-- START Recorded information --
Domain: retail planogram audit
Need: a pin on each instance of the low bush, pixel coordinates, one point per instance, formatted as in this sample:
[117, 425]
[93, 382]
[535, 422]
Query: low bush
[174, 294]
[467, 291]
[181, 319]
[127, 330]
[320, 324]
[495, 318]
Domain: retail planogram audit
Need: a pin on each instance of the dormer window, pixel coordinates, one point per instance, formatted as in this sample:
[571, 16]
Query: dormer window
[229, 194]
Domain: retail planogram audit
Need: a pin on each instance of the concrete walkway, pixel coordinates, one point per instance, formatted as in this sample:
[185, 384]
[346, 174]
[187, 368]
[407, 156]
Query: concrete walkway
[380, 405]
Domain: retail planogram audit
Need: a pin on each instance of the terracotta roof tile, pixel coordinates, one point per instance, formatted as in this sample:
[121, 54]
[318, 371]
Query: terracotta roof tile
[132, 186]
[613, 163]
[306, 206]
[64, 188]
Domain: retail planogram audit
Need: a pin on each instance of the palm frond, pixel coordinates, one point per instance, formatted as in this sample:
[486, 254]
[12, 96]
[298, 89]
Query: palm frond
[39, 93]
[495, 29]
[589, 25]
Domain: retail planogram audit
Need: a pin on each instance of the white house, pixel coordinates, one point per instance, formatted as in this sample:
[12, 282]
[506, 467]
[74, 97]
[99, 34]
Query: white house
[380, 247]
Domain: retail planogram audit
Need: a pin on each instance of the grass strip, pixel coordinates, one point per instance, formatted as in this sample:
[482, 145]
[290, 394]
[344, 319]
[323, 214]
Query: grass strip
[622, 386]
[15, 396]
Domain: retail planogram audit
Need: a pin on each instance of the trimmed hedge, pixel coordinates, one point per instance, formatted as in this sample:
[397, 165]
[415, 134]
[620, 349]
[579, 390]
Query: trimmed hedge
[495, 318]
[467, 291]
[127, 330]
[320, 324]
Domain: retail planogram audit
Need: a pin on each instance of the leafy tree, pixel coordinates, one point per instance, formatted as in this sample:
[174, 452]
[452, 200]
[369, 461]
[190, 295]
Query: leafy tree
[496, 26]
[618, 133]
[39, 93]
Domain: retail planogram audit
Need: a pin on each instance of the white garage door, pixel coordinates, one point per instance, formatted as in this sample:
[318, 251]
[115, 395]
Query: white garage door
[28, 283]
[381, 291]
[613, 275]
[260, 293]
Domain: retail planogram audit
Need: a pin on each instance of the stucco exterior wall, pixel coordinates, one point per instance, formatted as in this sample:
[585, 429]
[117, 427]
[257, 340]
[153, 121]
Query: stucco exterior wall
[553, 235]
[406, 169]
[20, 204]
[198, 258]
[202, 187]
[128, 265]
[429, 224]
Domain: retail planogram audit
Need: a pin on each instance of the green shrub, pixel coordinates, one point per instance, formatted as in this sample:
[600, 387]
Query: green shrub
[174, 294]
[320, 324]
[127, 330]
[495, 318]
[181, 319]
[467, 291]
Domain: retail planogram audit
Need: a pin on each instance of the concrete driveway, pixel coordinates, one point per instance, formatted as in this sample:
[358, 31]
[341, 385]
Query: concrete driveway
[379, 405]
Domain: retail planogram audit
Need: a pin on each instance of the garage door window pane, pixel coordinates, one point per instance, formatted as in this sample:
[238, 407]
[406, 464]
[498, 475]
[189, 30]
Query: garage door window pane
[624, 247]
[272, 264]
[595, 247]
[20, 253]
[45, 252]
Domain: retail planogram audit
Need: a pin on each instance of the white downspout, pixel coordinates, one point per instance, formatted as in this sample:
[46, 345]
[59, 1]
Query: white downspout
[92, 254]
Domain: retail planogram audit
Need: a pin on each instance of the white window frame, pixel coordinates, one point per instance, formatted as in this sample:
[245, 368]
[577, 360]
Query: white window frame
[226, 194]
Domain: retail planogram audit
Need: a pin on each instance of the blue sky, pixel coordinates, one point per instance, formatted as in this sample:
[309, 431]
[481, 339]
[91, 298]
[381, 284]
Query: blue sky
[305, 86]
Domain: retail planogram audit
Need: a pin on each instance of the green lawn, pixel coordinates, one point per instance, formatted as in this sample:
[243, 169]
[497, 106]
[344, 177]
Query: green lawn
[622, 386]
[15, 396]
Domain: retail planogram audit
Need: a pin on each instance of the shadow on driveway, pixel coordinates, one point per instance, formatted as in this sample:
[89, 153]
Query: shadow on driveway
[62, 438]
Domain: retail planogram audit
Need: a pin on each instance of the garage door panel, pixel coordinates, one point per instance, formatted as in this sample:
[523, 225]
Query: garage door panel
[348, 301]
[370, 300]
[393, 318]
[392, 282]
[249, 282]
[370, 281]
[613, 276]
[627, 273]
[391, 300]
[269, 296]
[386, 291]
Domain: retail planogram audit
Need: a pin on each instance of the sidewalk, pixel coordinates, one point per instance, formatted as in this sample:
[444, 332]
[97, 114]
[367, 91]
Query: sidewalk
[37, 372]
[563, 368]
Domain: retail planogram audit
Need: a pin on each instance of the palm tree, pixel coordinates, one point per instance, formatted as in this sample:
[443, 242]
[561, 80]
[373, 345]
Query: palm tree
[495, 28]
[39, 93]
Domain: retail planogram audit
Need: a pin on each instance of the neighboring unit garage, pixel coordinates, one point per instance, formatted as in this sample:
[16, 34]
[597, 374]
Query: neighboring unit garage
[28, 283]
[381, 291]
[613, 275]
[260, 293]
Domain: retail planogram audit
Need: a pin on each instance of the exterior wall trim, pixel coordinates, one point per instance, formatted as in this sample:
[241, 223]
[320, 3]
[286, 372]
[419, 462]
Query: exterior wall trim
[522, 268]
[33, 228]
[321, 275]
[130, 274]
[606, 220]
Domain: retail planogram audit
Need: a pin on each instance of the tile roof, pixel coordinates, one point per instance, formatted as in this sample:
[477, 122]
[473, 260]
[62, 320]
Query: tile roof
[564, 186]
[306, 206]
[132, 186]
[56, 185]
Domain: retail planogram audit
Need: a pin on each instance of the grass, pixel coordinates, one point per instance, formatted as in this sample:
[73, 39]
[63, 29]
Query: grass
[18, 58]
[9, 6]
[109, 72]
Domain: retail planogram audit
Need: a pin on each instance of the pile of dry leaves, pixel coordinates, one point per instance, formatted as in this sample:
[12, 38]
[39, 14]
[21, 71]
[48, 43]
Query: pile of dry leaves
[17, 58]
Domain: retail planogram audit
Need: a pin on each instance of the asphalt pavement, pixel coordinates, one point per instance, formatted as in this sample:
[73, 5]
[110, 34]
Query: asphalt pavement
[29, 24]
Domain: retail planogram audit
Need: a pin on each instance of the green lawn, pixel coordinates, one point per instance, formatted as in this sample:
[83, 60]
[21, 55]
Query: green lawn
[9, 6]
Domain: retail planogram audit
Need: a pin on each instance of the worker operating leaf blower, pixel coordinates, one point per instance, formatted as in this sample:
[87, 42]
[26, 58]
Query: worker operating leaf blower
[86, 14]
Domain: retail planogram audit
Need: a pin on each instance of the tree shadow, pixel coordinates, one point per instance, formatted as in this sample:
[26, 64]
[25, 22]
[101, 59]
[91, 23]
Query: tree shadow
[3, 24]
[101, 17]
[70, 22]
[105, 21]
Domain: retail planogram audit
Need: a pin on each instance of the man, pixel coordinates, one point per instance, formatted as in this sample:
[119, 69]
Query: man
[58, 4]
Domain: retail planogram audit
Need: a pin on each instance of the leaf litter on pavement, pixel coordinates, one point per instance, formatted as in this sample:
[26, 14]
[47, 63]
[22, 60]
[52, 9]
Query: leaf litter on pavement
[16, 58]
-- END Recorded information --
Recopy the entries above exactly, with every line included.

• In response
Domain: retail planogram audit
Need: a pin on each instance of the low bush, pixel coordinates, one point per instance, formatted as in this sample:
[117, 425]
[93, 382]
[535, 422]
Query: low bush
[174, 294]
[467, 291]
[181, 319]
[127, 330]
[320, 324]
[495, 318]
Domain: retail planogram audit
Need: a pin on each instance of the dormer window, pixel coordinates, one point per instance, formatted as in this sample:
[571, 16]
Query: dormer window
[229, 194]
Domain: retail planogram audit
Need: a pin on each instance of the concrete walkway, pixel coordinates, one point per instance, formatted as in this sample:
[185, 384]
[346, 174]
[187, 368]
[407, 156]
Query: concrete walkway
[380, 405]
Domain: retail planogram audit
Need: a pin on each instance of the terracotta roof tile, pixel coordinates, one point per instance, formatted as in this sample:
[121, 54]
[318, 371]
Query: terracotta roof tile
[132, 186]
[613, 163]
[306, 206]
[64, 188]
Domain: retail planogram audit
Need: a pin on each instance of the palm frond, pixel coordinates, one point per instance, formatted as in this sample:
[486, 254]
[12, 96]
[298, 89]
Query: palm frond
[39, 93]
[495, 29]
[589, 25]
Domain: retail planogram audit
Need: a pin on each instance of the white house, pixel coordinates, one point per instance, formatted as in this sample:
[12, 282]
[506, 467]
[74, 97]
[99, 34]
Query: white house
[380, 247]
Domain: retail planogram audit
Need: a pin on each instance of the grass strip, pixel coordinates, one point per instance, formatted as in this sample:
[482, 145]
[290, 394]
[344, 319]
[323, 214]
Query: grass strip
[622, 386]
[15, 396]
Domain: retail planogram audit
Need: a pin on each instance of the trimmed hedge, pixel coordinates, one point per instance, formatted as in this sample:
[397, 165]
[415, 134]
[620, 349]
[579, 390]
Query: trimmed hedge
[495, 318]
[467, 291]
[127, 330]
[320, 324]
Domain: retail planogram audit
Need: a pin on each instance of the leafy tree, pixel coordinates, one point per instance, formatted as in this sample:
[174, 452]
[452, 200]
[369, 461]
[190, 295]
Query: leafy tree
[496, 26]
[618, 133]
[39, 93]
Domain: retail planogram audit
Need: a pin on each instance of the white garage door, pixel coordinates, one point per instance, formatted as in this sample:
[318, 251]
[115, 395]
Query: white garage door
[28, 283]
[381, 291]
[613, 275]
[260, 293]
Domain: retail planogram audit
Need: a pin on each instance of the stucco exterior wall, pixel coordinates, one point per instance, formatted as in this sample:
[585, 429]
[117, 427]
[257, 340]
[153, 121]
Query: stucco exterior wall
[553, 235]
[406, 169]
[20, 204]
[198, 258]
[202, 187]
[128, 265]
[429, 224]
Domain: retail planogram audit
Need: a pin on each instance of the green shrub, pixel coordinates, one point per instance, formatted as in this sample:
[600, 387]
Query: green shrub
[174, 294]
[320, 324]
[127, 330]
[495, 318]
[181, 319]
[467, 291]
Domain: retail planogram audit
Need: a pin on each instance of the concrete driveway, pixel coordinates, one point per instance, formatted as in this sample:
[358, 31]
[341, 385]
Query: concrete driveway
[379, 405]
Domain: retail planogram audit
Need: a pin on each instance of the garage door window pane, pixel coordinates, one point per instance, formatted as in this sample:
[238, 407]
[406, 464]
[498, 475]
[189, 30]
Query: garage door window pane
[624, 247]
[272, 264]
[595, 247]
[20, 253]
[45, 252]
Domain: retail planogram audit
Need: a pin on each instance of the white downspout, pixel coordinates, one point per instance, formatted as in this sample:
[46, 345]
[59, 1]
Query: white downspout
[92, 254]
Domain: retail planogram audit
Need: a pin on each instance of the white window frame, pixel coordinates, one point per instance, formatted as in this sample:
[245, 368]
[577, 360]
Query: white window frame
[226, 194]
Domain: retail planogram audit
Need: a pin on each instance of the blue sky, pixel coordinates, one point per instance, formatted as in this sample:
[309, 431]
[481, 339]
[91, 298]
[381, 284]
Query: blue sky
[305, 86]
Domain: retail planogram audit
Need: a pin on each instance of the green lawn, pixel coordinates, one point per instance, formatted as in this sample:
[243, 169]
[497, 106]
[344, 177]
Query: green lawn
[622, 386]
[15, 396]
Domain: retail planogram audit
Need: a pin on each instance of the shadow on driveway, pixel coordinates, one point per instance, formatted as in this sample:
[89, 153]
Query: shadow on driveway
[62, 438]
Domain: retail planogram audit
Need: a pin on each instance of the garage door panel, pixel coordinates, one point per instance, formatted as in this sample:
[523, 225]
Query: garage door panel
[348, 301]
[370, 300]
[393, 318]
[392, 282]
[249, 282]
[370, 281]
[613, 276]
[627, 273]
[391, 300]
[269, 296]
[386, 291]
Domain: retail planogram audit
Need: a pin on each instance of the sidewalk, pixel coordinates, one point per instance, formatted as in this sample:
[444, 332]
[97, 114]
[367, 91]
Query: sidewalk
[37, 372]
[563, 368]
Domain: retail planogram audit
Need: a pin on each instance of the palm tree, pixel coordinates, one point per instance, formatted as in this sample:
[443, 242]
[561, 80]
[373, 345]
Query: palm tree
[495, 28]
[39, 93]
Domain: retail planogram audit
Need: a pin on each instance of the neighboring unit garage, pixel coordinates, one point per instance, formatted as in this sample:
[16, 34]
[597, 374]
Query: neighboring unit garage
[28, 283]
[381, 291]
[613, 275]
[260, 293]
Domain: retail planogram audit
Need: a pin on each instance of the exterior wall trim, pixel coordinates, one point per instance, formatted as in this sample:
[241, 223]
[320, 3]
[286, 372]
[419, 462]
Query: exterior wall trim
[522, 268]
[33, 228]
[321, 275]
[130, 274]
[606, 220]
Domain: retail planogram audit
Need: a pin on each instance of the tile roof, pixel coordinates, one point per instance, formatted as in this sample:
[477, 122]
[473, 260]
[62, 320]
Query: tile roof
[564, 186]
[306, 206]
[132, 186]
[56, 185]
Domain: retail planogram audit
Need: a pin on each instance of the grass, pixel coordinates, one point per instance, formatted as in this sample:
[73, 39]
[63, 29]
Query: grass
[18, 58]
[9, 6]
[109, 72]
Domain: retail planogram audit
Need: a pin on each instance of the pile of dry leaves, pixel coordinates, one point per instance, formatted as in this sample:
[12, 38]
[39, 14]
[21, 71]
[48, 43]
Query: pile of dry leaves
[17, 58]
Domain: retail planogram audit
Need: a pin on each instance of the asphalt pavement, pixel coordinates, one point per instance, formatted as in this sample:
[73, 5]
[110, 34]
Query: asphalt pavement
[29, 24]
Domain: retail planogram audit
Need: a pin on each instance of the green lawn, pixel coordinates, one point per instance, formatted as in this sample:
[83, 60]
[21, 55]
Query: green lawn
[9, 6]
Domain: retail planogram audit
Need: a pin on each instance of the worker operating leaf blower, pixel coordinates, one point per instance, formatted as in this sample:
[87, 42]
[26, 58]
Query: worker operating leaf blower
[86, 14]
Domain: retail planogram audit
Need: a pin on each instance of the tree shadow, pixel coordinates, one point per instance, formatted as in this sample:
[26, 64]
[25, 22]
[101, 59]
[91, 23]
Query: tree shadow
[3, 24]
[101, 17]
[70, 22]
[105, 21]
Domain: retail planogram audit
Need: a pin on each instance of the man, pixel coordinates, one point per instance, formatted as in this sample:
[119, 69]
Query: man
[58, 4]
Domain: retail planogram audit
Need: a pin on each instance of the leaf litter on pavement, pixel coordinates, one point per instance, formatted as in this sample:
[26, 14]
[47, 63]
[22, 60]
[52, 9]
Query: leaf litter on pavement
[16, 58]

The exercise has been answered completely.